## Задания для выполнения
1. Что, согласно отрывку об автономии искусства, пришло на смену лихорадочной ритмике 90-х?
2. Допишите, пожалуйста, следующий абзац отрывка об автономии искусства.

## Фрагмент источника
┄┄┄┄┄┄┄┄┄┄┄┄┄┄┄┄┄┄┄┄

Возвращение к автономии искусства, если позволить себе предельно упростить симптоматику этой дискуссии, есть реакция на присущее нашим дням замедленное переживание времени, что сменило лихорадочную ритмику 90-х. Современное произведение отныне не устремлено "всегда чуть дальше", а напротив, "всегда чуть глубже" – оно замыкается в своей внутренней структуре, выстраивая там иной режим темпоральности. Достаточно полистать каталоги франкфуртской выставки "Адорно" или люблянской "Form Specific", чтобы понять, какие пространственно-временные координаты задаются сегодня наиболее чуткими художниками.

┄┄┄┄┄┄┄┄┄┄┄┄┄┄┄┄┄┄┄┄

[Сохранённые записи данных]
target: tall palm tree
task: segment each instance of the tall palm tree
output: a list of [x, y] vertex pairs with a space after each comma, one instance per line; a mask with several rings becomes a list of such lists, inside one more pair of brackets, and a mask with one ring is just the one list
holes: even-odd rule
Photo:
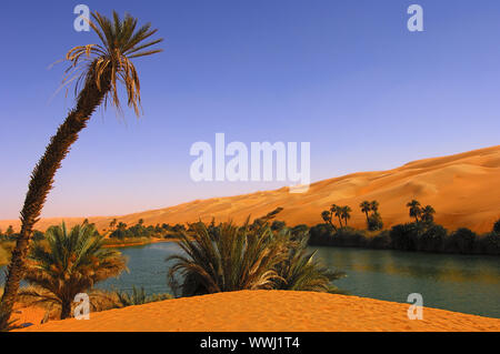
[[343, 227], [342, 225], [342, 208], [337, 204], [331, 204], [331, 212], [339, 219], [340, 229]]
[[[277, 264], [286, 259], [286, 243], [278, 240], [269, 225], [256, 230], [248, 223], [238, 227], [221, 226], [213, 240], [204, 223], [192, 225], [194, 234], [180, 234], [179, 246], [186, 255], [172, 255], [169, 283], [182, 296], [238, 290], [272, 289], [280, 279]], [[181, 275], [182, 284], [177, 276]]]
[[380, 206], [380, 204], [378, 201], [371, 201], [370, 209], [373, 213], [377, 214], [379, 212], [379, 206]]
[[111, 220], [110, 222], [109, 222], [109, 230], [110, 231], [113, 231], [114, 230], [114, 226], [117, 225], [117, 219], [113, 219], [113, 220]]
[[410, 209], [410, 216], [414, 218], [416, 222], [419, 222], [419, 216], [422, 214], [422, 209], [420, 208], [420, 202], [417, 200], [412, 200], [407, 204], [407, 208]]
[[321, 213], [321, 219], [327, 223], [327, 224], [332, 224], [331, 223], [331, 212], [326, 210]]
[[346, 221], [346, 226], [347, 226], [348, 220], [351, 219], [351, 212], [352, 212], [352, 209], [348, 205], [342, 206], [340, 209], [340, 214], [341, 214], [341, 218]]
[[426, 205], [422, 209], [420, 219], [424, 223], [432, 223], [434, 221], [436, 210], [431, 205]]
[[77, 141], [81, 130], [87, 127], [96, 109], [108, 101], [120, 111], [118, 84], [123, 83], [128, 105], [139, 115], [141, 102], [140, 81], [131, 59], [160, 52], [151, 49], [162, 41], [157, 39], [146, 41], [157, 30], [151, 24], [137, 29], [138, 20], [127, 14], [123, 20], [113, 12], [113, 20], [92, 13], [93, 21], [89, 21], [92, 30], [99, 37], [101, 44], [80, 45], [71, 49], [66, 60], [70, 63], [63, 82], [76, 81], [77, 107], [69, 112], [66, 121], [50, 140], [46, 153], [37, 163], [21, 211], [21, 232], [8, 267], [4, 293], [0, 303], [0, 327], [7, 323], [16, 302], [19, 283], [24, 275], [26, 259], [33, 225], [40, 218], [41, 210], [52, 189], [57, 170], [68, 154], [71, 145]]
[[61, 309], [61, 320], [71, 316], [74, 296], [108, 277], [124, 271], [127, 260], [120, 252], [103, 249], [104, 240], [91, 225], [77, 225], [68, 232], [66, 224], [52, 227], [44, 242], [34, 242], [28, 255], [24, 280], [34, 285], [21, 290], [20, 296]]
[[367, 215], [367, 224], [370, 221], [368, 218], [368, 213], [371, 211], [371, 203], [369, 201], [363, 201], [361, 204], [359, 204], [359, 208], [361, 209], [361, 212]]

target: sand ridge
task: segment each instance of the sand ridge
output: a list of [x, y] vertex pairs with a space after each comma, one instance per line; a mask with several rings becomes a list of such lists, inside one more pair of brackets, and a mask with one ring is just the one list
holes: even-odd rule
[[[157, 223], [186, 223], [202, 220], [217, 222], [233, 220], [243, 222], [249, 214], [258, 218], [273, 209], [284, 208], [279, 220], [289, 225], [314, 225], [321, 220], [321, 211], [332, 203], [350, 205], [353, 210], [349, 224], [364, 227], [364, 214], [359, 211], [363, 200], [380, 203], [387, 227], [410, 221], [407, 202], [419, 200], [431, 204], [436, 221], [448, 229], [469, 227], [477, 232], [492, 229], [500, 219], [500, 145], [474, 150], [450, 156], [426, 159], [407, 163], [398, 169], [379, 172], [360, 172], [311, 184], [303, 194], [289, 193], [288, 188], [251, 194], [197, 200], [177, 206], [146, 211], [123, 216], [89, 218], [99, 230], [108, 227], [117, 218], [129, 225], [143, 219], [147, 225]], [[83, 218], [64, 218], [69, 225], [81, 223]], [[46, 230], [62, 218], [42, 219], [37, 229]], [[6, 230], [19, 221], [0, 221]]]
[[41, 332], [462, 332], [500, 331], [500, 320], [409, 304], [291, 291], [240, 291], [167, 300], [92, 313], [90, 320], [53, 321]]

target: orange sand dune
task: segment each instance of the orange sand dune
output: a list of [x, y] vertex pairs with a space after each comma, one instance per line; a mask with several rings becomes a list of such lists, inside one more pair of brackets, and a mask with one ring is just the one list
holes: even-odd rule
[[90, 320], [66, 320], [23, 331], [42, 332], [308, 332], [500, 331], [500, 320], [357, 296], [289, 291], [242, 291], [167, 300], [111, 310]]
[[[332, 203], [352, 208], [350, 224], [364, 227], [364, 214], [359, 211], [363, 200], [378, 200], [386, 226], [410, 221], [407, 202], [412, 199], [431, 204], [436, 221], [449, 229], [464, 226], [478, 232], [490, 231], [500, 218], [500, 145], [474, 150], [451, 156], [408, 163], [398, 169], [361, 172], [313, 183], [303, 194], [291, 194], [287, 188], [252, 194], [214, 198], [184, 203], [161, 210], [117, 216], [129, 225], [143, 219], [146, 224], [186, 223], [202, 221], [243, 222], [249, 214], [261, 216], [278, 206], [284, 208], [280, 220], [294, 225], [313, 225], [321, 221], [321, 211]], [[89, 218], [100, 230], [108, 227], [113, 218]], [[82, 218], [66, 219], [69, 224]], [[44, 219], [40, 230], [61, 219]], [[19, 221], [0, 221], [3, 230]]]

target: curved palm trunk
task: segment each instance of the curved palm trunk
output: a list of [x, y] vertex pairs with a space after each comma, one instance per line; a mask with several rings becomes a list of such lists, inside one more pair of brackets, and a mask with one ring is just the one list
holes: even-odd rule
[[[93, 78], [93, 75], [91, 77]], [[86, 87], [78, 97], [77, 108], [70, 111], [66, 121], [50, 140], [46, 153], [34, 166], [21, 211], [21, 232], [8, 267], [6, 287], [0, 303], [0, 328], [7, 324], [16, 302], [19, 284], [24, 276], [26, 259], [29, 251], [33, 225], [40, 218], [47, 195], [52, 189], [53, 178], [61, 166], [62, 160], [77, 141], [80, 131], [87, 127], [92, 113], [102, 103], [110, 90], [109, 75], [103, 75], [101, 90], [96, 80], [87, 80]]]

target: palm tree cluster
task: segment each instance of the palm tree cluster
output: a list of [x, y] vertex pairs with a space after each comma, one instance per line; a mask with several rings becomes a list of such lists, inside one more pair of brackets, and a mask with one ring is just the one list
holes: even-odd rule
[[94, 12], [89, 22], [101, 43], [74, 47], [64, 58], [69, 62], [69, 68], [66, 71], [63, 84], [76, 80], [77, 105], [69, 112], [56, 135], [51, 138], [43, 156], [31, 174], [21, 211], [21, 232], [12, 252], [0, 303], [0, 327], [4, 326], [12, 312], [19, 285], [27, 269], [26, 260], [33, 225], [39, 220], [62, 160], [101, 103], [106, 109], [107, 103], [111, 102], [120, 111], [119, 83], [126, 88], [128, 105], [139, 115], [140, 80], [132, 59], [161, 51], [161, 49], [151, 49], [152, 45], [162, 41], [162, 39], [150, 40], [157, 30], [152, 30], [150, 23], [138, 28], [138, 20], [129, 14], [120, 19], [118, 13], [113, 12], [110, 20]]
[[[379, 214], [378, 201], [363, 201], [359, 204], [361, 212], [367, 216], [367, 229], [370, 231], [381, 230], [383, 227], [382, 216]], [[368, 214], [371, 212], [371, 214]]]
[[326, 223], [329, 223], [333, 230], [337, 230], [337, 226], [333, 224], [333, 216], [339, 220], [340, 227], [344, 227], [348, 225], [348, 220], [351, 219], [351, 212], [352, 209], [349, 205], [339, 206], [337, 204], [332, 204], [330, 210], [326, 210], [321, 213], [321, 218]]
[[420, 202], [412, 200], [407, 204], [409, 209], [410, 218], [414, 218], [414, 221], [423, 223], [432, 223], [434, 221], [436, 210], [431, 205], [421, 206]]
[[53, 304], [60, 309], [61, 320], [69, 317], [77, 294], [127, 270], [121, 253], [103, 249], [103, 243], [89, 224], [71, 231], [64, 223], [51, 227], [46, 241], [31, 246], [24, 280], [33, 286], [22, 289], [19, 295], [31, 299], [33, 304]]
[[194, 234], [179, 241], [184, 254], [167, 259], [173, 262], [169, 284], [181, 296], [271, 289], [327, 292], [340, 276], [308, 254], [306, 241], [293, 241], [289, 230], [226, 223], [213, 237], [203, 223], [194, 227]]

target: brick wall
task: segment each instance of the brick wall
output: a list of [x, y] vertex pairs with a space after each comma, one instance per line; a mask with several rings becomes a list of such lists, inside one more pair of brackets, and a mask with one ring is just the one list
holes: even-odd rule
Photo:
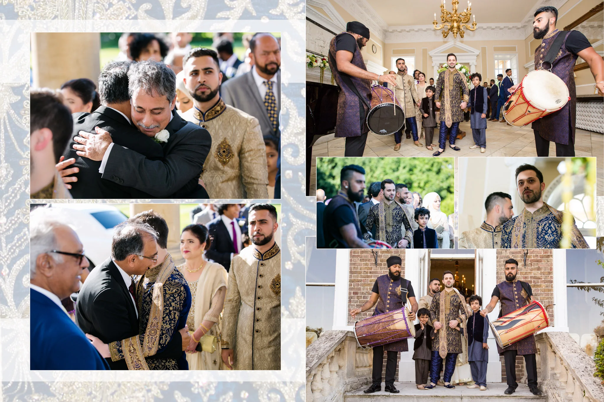
[[[533, 290], [535, 300], [544, 307], [554, 303], [554, 275], [552, 266], [551, 250], [530, 250], [524, 263], [524, 253], [527, 250], [497, 250], [497, 283], [505, 280], [504, 268], [506, 260], [513, 258], [518, 262], [518, 274], [516, 278], [528, 282]], [[485, 301], [485, 303], [487, 303]], [[554, 312], [551, 307], [547, 310], [550, 325], [554, 324]], [[506, 382], [506, 366], [503, 356], [500, 357], [501, 362], [501, 381]], [[522, 356], [516, 358], [516, 377], [519, 382], [524, 375], [524, 359]]]
[[[373, 283], [378, 277], [388, 273], [386, 260], [390, 256], [398, 256], [402, 260], [400, 275], [405, 276], [405, 253], [402, 250], [374, 250], [378, 256], [376, 265], [375, 255], [369, 250], [351, 250], [350, 262], [349, 269], [349, 311], [352, 309], [361, 308], [368, 300], [371, 294]], [[374, 308], [357, 315], [353, 318], [349, 315], [348, 325], [353, 325], [359, 319], [370, 317], [373, 314]], [[408, 342], [409, 341], [408, 341]], [[413, 348], [413, 344], [410, 347]], [[399, 355], [400, 357], [400, 355]], [[384, 362], [382, 366], [382, 381], [386, 378], [386, 353], [384, 354]], [[399, 359], [397, 359], [395, 381], [399, 378]]]

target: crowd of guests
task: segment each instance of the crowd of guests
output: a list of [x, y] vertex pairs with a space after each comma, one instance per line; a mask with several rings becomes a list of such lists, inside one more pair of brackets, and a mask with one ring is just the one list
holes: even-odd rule
[[[239, 210], [218, 204], [216, 219], [186, 226], [178, 266], [165, 220], [141, 212], [114, 228], [111, 256], [93, 269], [68, 222], [34, 209], [31, 369], [280, 369], [277, 211], [246, 206], [244, 240]], [[223, 243], [234, 247], [226, 256]]]
[[32, 90], [31, 198], [280, 198], [280, 40], [192, 38], [126, 33], [98, 87]]
[[318, 248], [455, 247], [454, 214], [440, 210], [437, 193], [422, 197], [387, 178], [369, 184], [365, 196], [365, 170], [355, 165], [342, 168], [340, 179], [329, 199], [316, 190]]
[[[455, 57], [455, 55], [452, 55]], [[457, 57], [454, 58], [454, 63], [457, 63]], [[417, 146], [423, 146], [419, 140], [425, 138], [426, 149], [432, 151], [433, 147], [437, 146], [437, 144], [432, 143], [434, 132], [435, 129], [439, 129], [442, 124], [440, 104], [436, 104], [439, 101], [435, 97], [437, 90], [434, 86], [434, 79], [431, 78], [426, 82], [426, 74], [419, 70], [415, 70], [413, 78], [405, 80], [405, 76], [408, 75], [405, 59], [402, 58], [396, 60], [396, 66], [398, 72], [391, 71], [388, 74], [402, 77], [397, 80], [394, 90], [399, 104], [403, 108], [406, 124], [403, 128], [394, 133], [394, 151], [400, 149], [403, 131], [407, 139], [411, 138], [413, 135], [414, 143]], [[472, 130], [474, 143], [470, 146], [470, 149], [480, 148], [480, 152], [484, 153], [486, 152], [486, 122], [488, 120], [506, 122], [503, 115], [501, 121], [499, 120], [500, 111], [508, 96], [511, 95], [509, 90], [514, 83], [512, 78], [512, 69], [506, 70], [505, 77], [503, 74], [498, 74], [496, 81], [491, 80], [490, 83], [484, 81], [481, 84], [482, 79], [480, 73], [474, 73], [470, 76], [471, 83], [467, 86], [469, 100], [463, 111], [463, 120], [470, 122]], [[388, 84], [385, 83], [384, 85], [387, 86]], [[509, 123], [507, 125], [511, 125]], [[460, 137], [464, 135], [463, 132], [457, 134]], [[445, 137], [445, 139], [447, 138]], [[444, 149], [442, 146], [440, 149]]]

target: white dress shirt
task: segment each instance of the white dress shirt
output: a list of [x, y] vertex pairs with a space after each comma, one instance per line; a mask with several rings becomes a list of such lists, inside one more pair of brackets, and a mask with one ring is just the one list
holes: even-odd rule
[[130, 284], [132, 283], [132, 278], [129, 275], [128, 275], [127, 274], [126, 274], [126, 271], [124, 271], [123, 269], [122, 269], [121, 268], [120, 268], [120, 266], [117, 265], [117, 263], [115, 262], [115, 260], [114, 260], [113, 258], [111, 259], [111, 260], [113, 261], [113, 263], [114, 264], [115, 264], [115, 266], [117, 267], [118, 271], [120, 271], [120, 274], [121, 275], [121, 277], [124, 280], [124, 283], [126, 284], [126, 288], [127, 289], [129, 289], [128, 290], [128, 294], [130, 295], [130, 298], [132, 301], [132, 304], [134, 305], [134, 310], [135, 312], [137, 312], [137, 317], [138, 317], [138, 309], [137, 309], [137, 302], [134, 300], [134, 298], [132, 297], [132, 294], [131, 294], [130, 292], [130, 290], [129, 290], [129, 289], [130, 289]]
[[[109, 108], [113, 109], [112, 107]], [[114, 109], [114, 110], [115, 110], [115, 109]], [[120, 113], [120, 115], [121, 115], [122, 116], [123, 116], [124, 118], [126, 118], [126, 119], [128, 121], [129, 123], [130, 123], [130, 119], [129, 119], [128, 118], [126, 117], [126, 115], [124, 115], [124, 113], [121, 113], [119, 110], [115, 110], [115, 111], [118, 112], [118, 113]], [[172, 118], [173, 118], [173, 117], [174, 117], [174, 115], [172, 115], [172, 112], [170, 111], [170, 121], [172, 121]], [[168, 122], [168, 124], [170, 124], [170, 122]], [[98, 172], [99, 173], [103, 174], [103, 172], [104, 172], [104, 171], [105, 171], [105, 166], [107, 165], [107, 160], [109, 159], [109, 154], [111, 153], [111, 149], [113, 148], [114, 144], [115, 144], [115, 142], [112, 142], [111, 143], [109, 144], [109, 146], [107, 147], [107, 150], [105, 151], [105, 153], [103, 155], [103, 160], [101, 161], [101, 166], [99, 166], [99, 168], [98, 168]], [[123, 146], [122, 148], [125, 148], [126, 147]], [[126, 148], [126, 149], [127, 149], [127, 148]]]
[[271, 81], [274, 83], [272, 84], [272, 93], [275, 95], [275, 102], [277, 105], [278, 105], [279, 89], [277, 87], [277, 74], [275, 73], [270, 80], [266, 80], [266, 78], [263, 78], [258, 75], [258, 72], [256, 71], [256, 68], [254, 66], [252, 68], [252, 77], [254, 77], [254, 81], [256, 83], [256, 87], [258, 88], [258, 92], [260, 93], [260, 99], [263, 101], [264, 100], [264, 97], [266, 95], [267, 89], [266, 86], [263, 84], [264, 81]]

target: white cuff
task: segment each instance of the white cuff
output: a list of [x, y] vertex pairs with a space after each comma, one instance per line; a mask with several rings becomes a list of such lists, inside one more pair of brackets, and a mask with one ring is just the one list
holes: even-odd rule
[[105, 154], [103, 155], [101, 166], [98, 168], [98, 172], [101, 174], [105, 171], [105, 165], [107, 165], [107, 160], [109, 159], [109, 153], [111, 152], [111, 148], [113, 148], [114, 145], [115, 145], [115, 142], [110, 143], [109, 146], [107, 147], [107, 150], [105, 151]]

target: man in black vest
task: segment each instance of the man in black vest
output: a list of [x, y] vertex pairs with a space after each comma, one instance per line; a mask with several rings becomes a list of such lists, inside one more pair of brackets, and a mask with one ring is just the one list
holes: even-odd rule
[[341, 188], [323, 212], [323, 234], [328, 248], [371, 248], [363, 241], [355, 202], [365, 192], [365, 169], [349, 165], [340, 171]]

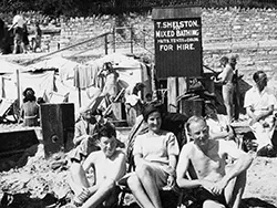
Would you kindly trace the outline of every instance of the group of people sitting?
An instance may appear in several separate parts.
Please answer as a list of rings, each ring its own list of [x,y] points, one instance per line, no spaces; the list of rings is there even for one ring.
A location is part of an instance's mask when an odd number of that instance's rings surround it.
[[[162,208],[161,190],[188,189],[193,189],[197,202],[205,208],[238,207],[253,156],[237,148],[228,126],[218,128],[220,135],[213,125],[209,127],[211,119],[218,121],[214,113],[208,118],[189,117],[183,124],[184,139],[185,135],[188,138],[181,146],[175,134],[162,128],[161,107],[146,105],[142,114],[146,128],[133,143],[132,173],[126,173],[127,157],[116,139],[115,127],[101,116],[90,126],[93,133],[86,132],[84,125],[86,136],[81,139],[80,134],[75,136],[76,147],[70,154],[69,184],[75,196],[74,205],[113,207],[117,204],[119,186],[124,185],[140,207]]]

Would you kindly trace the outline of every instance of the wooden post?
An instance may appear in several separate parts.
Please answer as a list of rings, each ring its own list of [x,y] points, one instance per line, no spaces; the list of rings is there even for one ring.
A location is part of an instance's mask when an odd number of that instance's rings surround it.
[[[131,32],[131,53],[133,53],[134,52],[134,50],[133,50],[133,27],[131,25],[131,28],[130,28],[130,32]]]
[[[145,27],[143,27],[143,48],[145,49],[146,46],[146,40],[145,40]]]
[[[105,54],[107,55],[107,34],[105,34]]]
[[[167,77],[167,111],[177,112],[177,77]]]
[[[153,92],[153,100],[157,100],[157,92],[156,92],[156,85],[155,85],[155,66],[154,64],[151,64],[151,90]]]
[[[113,52],[115,53],[115,45],[116,45],[116,29],[113,28]]]
[[[82,106],[82,93],[81,93],[81,89],[78,87],[78,97],[79,97],[79,106],[81,107]]]
[[[18,106],[21,106],[21,101],[20,101],[20,79],[19,79],[19,70],[17,70],[17,87],[18,87]]]

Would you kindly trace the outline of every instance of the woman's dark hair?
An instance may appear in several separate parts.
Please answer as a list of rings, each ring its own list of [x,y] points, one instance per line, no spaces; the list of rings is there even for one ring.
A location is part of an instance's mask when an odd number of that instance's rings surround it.
[[[152,114],[153,112],[158,112],[162,115],[161,107],[154,104],[150,104],[150,105],[146,105],[143,110],[143,113],[142,113],[143,119],[147,122],[150,114]]]
[[[35,101],[35,96],[34,96],[34,91],[31,89],[31,87],[27,87],[24,91],[23,91],[23,103],[30,101]]]
[[[110,122],[106,122],[105,124],[101,125],[98,132],[99,132],[98,133],[99,138],[103,136],[107,138],[111,138],[113,136],[116,137],[115,127]]]
[[[259,70],[253,74],[253,80],[257,83],[261,80],[261,75],[265,75],[265,77],[266,77],[266,73],[264,71]]]

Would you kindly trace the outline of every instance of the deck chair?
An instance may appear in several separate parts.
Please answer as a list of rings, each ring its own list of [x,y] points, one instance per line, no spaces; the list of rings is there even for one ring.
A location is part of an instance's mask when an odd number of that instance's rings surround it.
[[[1,98],[0,102],[0,123],[17,123],[18,117],[14,114],[13,105],[16,100]],[[8,115],[13,116],[13,121],[7,118]]]
[[[184,139],[183,126],[188,117],[178,113],[165,113],[162,117],[163,117],[163,123],[162,123],[161,128],[173,132],[177,137],[179,147],[182,147],[186,143],[186,139]],[[147,127],[141,115],[137,117],[136,124],[132,127],[129,134],[127,149],[126,149],[127,165],[129,165],[127,173],[131,173],[135,169],[134,159],[132,155],[135,137],[138,134],[145,133],[146,131],[147,131]],[[126,186],[120,186],[120,188],[122,191],[120,195],[119,207],[122,207],[124,202],[125,194],[131,193],[131,190]],[[166,207],[166,208],[177,207],[177,205],[181,201],[181,198],[179,198],[181,195],[178,195],[177,193],[173,190],[162,190],[160,191],[160,196],[162,199],[163,207]]]

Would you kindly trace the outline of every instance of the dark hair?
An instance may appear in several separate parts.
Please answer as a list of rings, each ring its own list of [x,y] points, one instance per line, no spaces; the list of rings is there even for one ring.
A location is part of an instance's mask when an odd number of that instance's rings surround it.
[[[24,91],[23,91],[23,103],[30,101],[35,101],[35,96],[34,96],[34,91],[31,89],[31,87],[27,87]]]
[[[224,62],[224,63],[228,63],[229,59],[227,56],[222,56],[222,59],[219,60],[219,62]]]
[[[111,138],[113,136],[116,137],[115,127],[110,122],[106,122],[105,124],[101,125],[98,132],[99,138],[103,136],[106,136],[107,138]]]
[[[44,101],[44,98],[43,97],[38,97],[38,101],[37,101],[37,103],[40,105],[40,104],[43,104],[43,103],[45,103],[45,101]]]
[[[265,75],[265,77],[266,77],[266,73],[264,72],[264,71],[261,71],[261,70],[259,70],[259,71],[257,71],[257,72],[255,72],[254,74],[253,74],[253,80],[257,83],[257,82],[259,82],[260,80],[261,80],[261,76],[260,75]]]
[[[162,115],[161,108],[154,104],[146,105],[143,110],[143,119],[147,122],[150,114],[153,112],[158,112]]]
[[[196,123],[196,122],[199,122],[199,121],[203,121],[203,122],[206,123],[206,119],[203,116],[193,115],[192,117],[189,117],[187,119],[186,124],[185,124],[186,125],[186,131],[191,132],[189,127],[191,127],[192,123]]]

┄┄┄┄┄┄┄┄┄┄┄┄┄┄┄┄┄┄┄┄

## Результаты выполнения
1. Присущее нашим дням замедленное переживание времени.

2.
Слоган "Всегда чуть глубже" созвучен и тем художникам, которые обращаются сегодня к экзистенциальной и антропологической проблематике в поисках нового видения человека, его дробящихся и ускользающих от любых определений сущностей. Кстати, впервые эта проблематика как определяющая в наступающую эпоху была представлена здесь же, в Венеции, в 2001 году в грандиозном проекте Харальда Зеемана "Плато человечества". Теперь же единственным, кто напоминал об этом столь принципиальном направлении работы, был Адриан Пачи, чье замечательное видео, кажется, попало в Арсенал случайно, да и экспонировалось так, чтобы не очень бросаться в глаза. В остальном же ставка здесь сделана на работы зрелищные и простые, действующие безобидным шок-эффектом и быстро потребляемые. Отсюда и герои этой выставки – по большей части персонажи минувшего десятилетия: "Guerilla Girls", Джон Бок, Марико Мори, Олег Кулик, вплоть до героя лондонской клубной культуры прошлого десятилетия Ли Боуери. Этот дух "веселенького апокалипсиса" (как некогда говаривал Карл Краус) поторопились поддержать Пилар Альбаррасин, Стефан Дин, Валеска Соарес, Олафур Елиассен и многие другие, в том числе, разумеется, и "Синие носы".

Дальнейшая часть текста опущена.